### Stated goal
Every record must appear in your copy exactly as written, with no pictures.

### Data provided
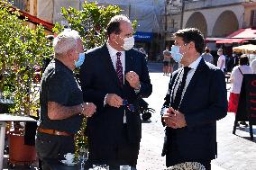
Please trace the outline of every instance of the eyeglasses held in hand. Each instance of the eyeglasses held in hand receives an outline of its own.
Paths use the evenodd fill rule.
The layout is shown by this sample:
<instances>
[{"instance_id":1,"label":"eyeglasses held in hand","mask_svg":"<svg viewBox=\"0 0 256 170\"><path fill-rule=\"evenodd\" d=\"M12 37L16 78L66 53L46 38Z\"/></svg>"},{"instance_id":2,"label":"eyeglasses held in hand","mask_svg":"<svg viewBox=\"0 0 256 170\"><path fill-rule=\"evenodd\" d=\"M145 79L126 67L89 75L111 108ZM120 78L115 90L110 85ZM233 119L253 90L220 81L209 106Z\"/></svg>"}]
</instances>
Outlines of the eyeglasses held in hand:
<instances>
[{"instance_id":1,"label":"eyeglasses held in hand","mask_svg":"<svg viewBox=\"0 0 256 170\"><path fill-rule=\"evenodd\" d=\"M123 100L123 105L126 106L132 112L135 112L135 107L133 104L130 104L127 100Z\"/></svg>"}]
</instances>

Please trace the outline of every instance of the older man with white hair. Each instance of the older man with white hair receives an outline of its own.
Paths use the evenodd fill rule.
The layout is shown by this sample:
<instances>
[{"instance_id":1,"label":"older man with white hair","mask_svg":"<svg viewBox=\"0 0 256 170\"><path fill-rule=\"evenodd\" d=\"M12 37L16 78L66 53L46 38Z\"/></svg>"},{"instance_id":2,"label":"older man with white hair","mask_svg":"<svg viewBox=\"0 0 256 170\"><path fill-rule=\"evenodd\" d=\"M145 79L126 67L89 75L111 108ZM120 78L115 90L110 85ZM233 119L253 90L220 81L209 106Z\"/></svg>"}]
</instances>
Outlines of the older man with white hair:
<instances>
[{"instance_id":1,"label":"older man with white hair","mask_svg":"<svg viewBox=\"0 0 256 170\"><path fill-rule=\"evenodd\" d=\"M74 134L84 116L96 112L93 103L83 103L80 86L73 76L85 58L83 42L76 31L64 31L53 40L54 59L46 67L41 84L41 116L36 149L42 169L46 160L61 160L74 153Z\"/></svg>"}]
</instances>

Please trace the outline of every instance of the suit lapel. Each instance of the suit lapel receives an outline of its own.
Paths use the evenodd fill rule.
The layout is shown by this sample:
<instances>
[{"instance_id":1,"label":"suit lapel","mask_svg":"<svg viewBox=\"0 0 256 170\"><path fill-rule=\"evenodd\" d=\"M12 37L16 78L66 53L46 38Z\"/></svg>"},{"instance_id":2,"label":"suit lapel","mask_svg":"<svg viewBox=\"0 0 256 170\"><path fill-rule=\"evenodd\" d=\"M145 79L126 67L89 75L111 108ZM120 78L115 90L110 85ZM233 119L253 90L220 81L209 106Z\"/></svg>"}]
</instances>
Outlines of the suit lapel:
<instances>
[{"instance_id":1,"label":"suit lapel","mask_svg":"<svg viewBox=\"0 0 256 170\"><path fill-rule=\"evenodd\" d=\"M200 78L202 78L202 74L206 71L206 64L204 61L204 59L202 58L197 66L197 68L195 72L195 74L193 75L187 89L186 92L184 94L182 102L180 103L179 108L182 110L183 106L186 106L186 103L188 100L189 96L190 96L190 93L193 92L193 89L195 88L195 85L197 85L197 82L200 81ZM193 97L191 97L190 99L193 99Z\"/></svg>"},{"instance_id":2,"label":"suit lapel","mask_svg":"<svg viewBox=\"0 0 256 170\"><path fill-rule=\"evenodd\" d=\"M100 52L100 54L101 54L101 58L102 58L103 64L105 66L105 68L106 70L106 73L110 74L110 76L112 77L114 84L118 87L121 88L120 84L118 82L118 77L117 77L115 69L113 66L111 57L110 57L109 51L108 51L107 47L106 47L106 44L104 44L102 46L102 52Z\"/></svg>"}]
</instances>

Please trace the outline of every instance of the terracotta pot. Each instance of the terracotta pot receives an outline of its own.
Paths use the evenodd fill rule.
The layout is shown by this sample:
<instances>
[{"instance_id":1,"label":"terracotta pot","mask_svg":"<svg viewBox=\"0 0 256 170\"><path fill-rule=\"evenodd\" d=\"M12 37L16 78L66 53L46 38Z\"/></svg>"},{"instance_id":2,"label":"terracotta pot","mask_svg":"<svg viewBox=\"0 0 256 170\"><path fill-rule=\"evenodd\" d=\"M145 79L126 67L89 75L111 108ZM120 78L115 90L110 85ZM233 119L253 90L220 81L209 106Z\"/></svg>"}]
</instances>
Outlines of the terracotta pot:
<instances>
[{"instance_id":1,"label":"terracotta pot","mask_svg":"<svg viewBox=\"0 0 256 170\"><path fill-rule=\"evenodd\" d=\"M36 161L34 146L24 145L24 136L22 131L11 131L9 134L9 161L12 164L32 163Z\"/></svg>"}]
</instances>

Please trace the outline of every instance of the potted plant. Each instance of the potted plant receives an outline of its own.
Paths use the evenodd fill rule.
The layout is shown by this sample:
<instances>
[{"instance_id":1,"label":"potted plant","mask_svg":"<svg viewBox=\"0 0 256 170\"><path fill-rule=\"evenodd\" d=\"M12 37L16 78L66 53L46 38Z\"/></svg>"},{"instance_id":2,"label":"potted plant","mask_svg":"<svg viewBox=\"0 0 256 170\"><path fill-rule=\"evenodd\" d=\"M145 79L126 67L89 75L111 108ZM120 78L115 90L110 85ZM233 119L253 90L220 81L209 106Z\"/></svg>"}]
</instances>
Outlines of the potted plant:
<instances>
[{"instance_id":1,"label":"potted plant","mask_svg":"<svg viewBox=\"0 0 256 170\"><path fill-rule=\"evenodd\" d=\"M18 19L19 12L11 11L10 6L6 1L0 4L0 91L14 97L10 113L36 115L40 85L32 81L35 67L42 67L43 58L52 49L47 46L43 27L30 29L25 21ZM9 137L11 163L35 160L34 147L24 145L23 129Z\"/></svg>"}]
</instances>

### Final answer
Please trace the outline of every instance of the eyeglasses held in hand. Each instance of the eyeglasses held in hand receives an outline of its own.
Paths use the evenodd fill rule.
The layout is shown by this sample:
<instances>
[{"instance_id":1,"label":"eyeglasses held in hand","mask_svg":"<svg viewBox=\"0 0 256 170\"><path fill-rule=\"evenodd\" d=\"M12 37L16 78L66 53L46 38Z\"/></svg>"},{"instance_id":2,"label":"eyeglasses held in hand","mask_svg":"<svg viewBox=\"0 0 256 170\"><path fill-rule=\"evenodd\" d=\"M145 79L126 67L89 75L111 108ZM120 78L115 90L110 85ZM233 119L253 90L220 81L209 106Z\"/></svg>"}]
</instances>
Outlines of the eyeglasses held in hand:
<instances>
[{"instance_id":1,"label":"eyeglasses held in hand","mask_svg":"<svg viewBox=\"0 0 256 170\"><path fill-rule=\"evenodd\" d=\"M123 100L123 105L126 106L132 112L135 112L135 107L133 104L130 104L127 100Z\"/></svg>"}]
</instances>

Please trace the outline of every instance of the older man with white hair. Each instance of the older man with white hair receives an outline of its own.
Paths use the evenodd fill rule.
The layout is shown by this sample:
<instances>
[{"instance_id":1,"label":"older man with white hair","mask_svg":"<svg viewBox=\"0 0 256 170\"><path fill-rule=\"evenodd\" d=\"M12 37L16 78L66 53L46 38Z\"/></svg>"},{"instance_id":2,"label":"older man with white hair","mask_svg":"<svg viewBox=\"0 0 256 170\"><path fill-rule=\"evenodd\" d=\"M145 79L126 67L89 75L111 108ZM120 78L115 90L110 85ZM233 119L253 90L220 81L209 106Z\"/></svg>"}]
</instances>
Outlines of the older man with white hair:
<instances>
[{"instance_id":1,"label":"older man with white hair","mask_svg":"<svg viewBox=\"0 0 256 170\"><path fill-rule=\"evenodd\" d=\"M74 134L84 116L96 112L93 103L83 103L80 86L73 76L85 58L83 42L76 31L64 31L53 40L54 59L46 67L41 84L41 116L36 149L42 169L46 160L61 160L74 153Z\"/></svg>"}]
</instances>

Please trace the outline of every instance of the suit lapel. Each instance of the suit lapel receives an outline of its own.
Paths use the evenodd fill rule.
The layout is shown by this sample:
<instances>
[{"instance_id":1,"label":"suit lapel","mask_svg":"<svg viewBox=\"0 0 256 170\"><path fill-rule=\"evenodd\" d=\"M12 37L16 78L66 53L46 38Z\"/></svg>"},{"instance_id":2,"label":"suit lapel","mask_svg":"<svg viewBox=\"0 0 256 170\"><path fill-rule=\"evenodd\" d=\"M145 79L126 67L89 75L111 108ZM120 78L115 90L110 85ZM233 119L253 90L220 81L209 106Z\"/></svg>"}]
</instances>
Outlines of the suit lapel:
<instances>
[{"instance_id":1,"label":"suit lapel","mask_svg":"<svg viewBox=\"0 0 256 170\"><path fill-rule=\"evenodd\" d=\"M200 78L202 78L202 74L206 71L206 64L204 61L204 59L202 58L197 66L197 68L195 72L195 74L193 75L187 89L186 92L184 94L182 102L180 103L179 108L182 110L183 106L186 106L186 103L188 100L189 96L190 96L190 93L193 92L193 89L195 88L195 85L197 85L197 82L200 81ZM193 97L191 97L190 99L193 99Z\"/></svg>"},{"instance_id":2,"label":"suit lapel","mask_svg":"<svg viewBox=\"0 0 256 170\"><path fill-rule=\"evenodd\" d=\"M100 52L100 54L101 54L101 58L102 58L103 64L105 66L105 68L106 70L106 73L110 74L110 76L112 77L114 84L118 87L121 88L120 84L118 82L118 77L117 77L115 69L113 66L111 57L110 57L109 51L108 51L107 47L106 47L106 44L104 44L102 46L102 52Z\"/></svg>"}]
</instances>

Please trace the outline of every instance of the terracotta pot. Each instance of the terracotta pot receives an outline of its own.
Paths use the evenodd fill rule.
The layout is shown by this sample:
<instances>
[{"instance_id":1,"label":"terracotta pot","mask_svg":"<svg viewBox=\"0 0 256 170\"><path fill-rule=\"evenodd\" d=\"M12 37L16 78L66 53L46 38Z\"/></svg>"},{"instance_id":2,"label":"terracotta pot","mask_svg":"<svg viewBox=\"0 0 256 170\"><path fill-rule=\"evenodd\" d=\"M145 79L126 67L89 75L111 108ZM120 78L115 90L110 85ZM233 119L253 90L220 81L209 106Z\"/></svg>"}]
</instances>
Outlines of the terracotta pot:
<instances>
[{"instance_id":1,"label":"terracotta pot","mask_svg":"<svg viewBox=\"0 0 256 170\"><path fill-rule=\"evenodd\" d=\"M36 161L34 146L24 145L24 136L22 131L11 131L9 134L9 161L12 164L32 163Z\"/></svg>"}]
</instances>

Please trace the outline of every instance of the potted plant. Each instance of the potted plant receives an outline of its own.
Paths use the evenodd fill rule.
The layout is shown by this sample:
<instances>
[{"instance_id":1,"label":"potted plant","mask_svg":"<svg viewBox=\"0 0 256 170\"><path fill-rule=\"evenodd\" d=\"M12 37L16 78L66 53L46 38Z\"/></svg>"},{"instance_id":2,"label":"potted plant","mask_svg":"<svg viewBox=\"0 0 256 170\"><path fill-rule=\"evenodd\" d=\"M145 79L126 67L89 75L111 108ZM120 78L115 90L110 85ZM233 119L253 90L220 81L209 106Z\"/></svg>"}]
</instances>
Outlines of the potted plant:
<instances>
[{"instance_id":1,"label":"potted plant","mask_svg":"<svg viewBox=\"0 0 256 170\"><path fill-rule=\"evenodd\" d=\"M18 19L19 12L11 11L10 6L6 1L0 4L0 91L14 97L10 113L36 115L40 85L32 81L35 67L42 67L43 58L52 49L47 46L43 27L30 29L25 21ZM9 137L11 163L35 160L34 147L24 145L23 129Z\"/></svg>"}]
</instances>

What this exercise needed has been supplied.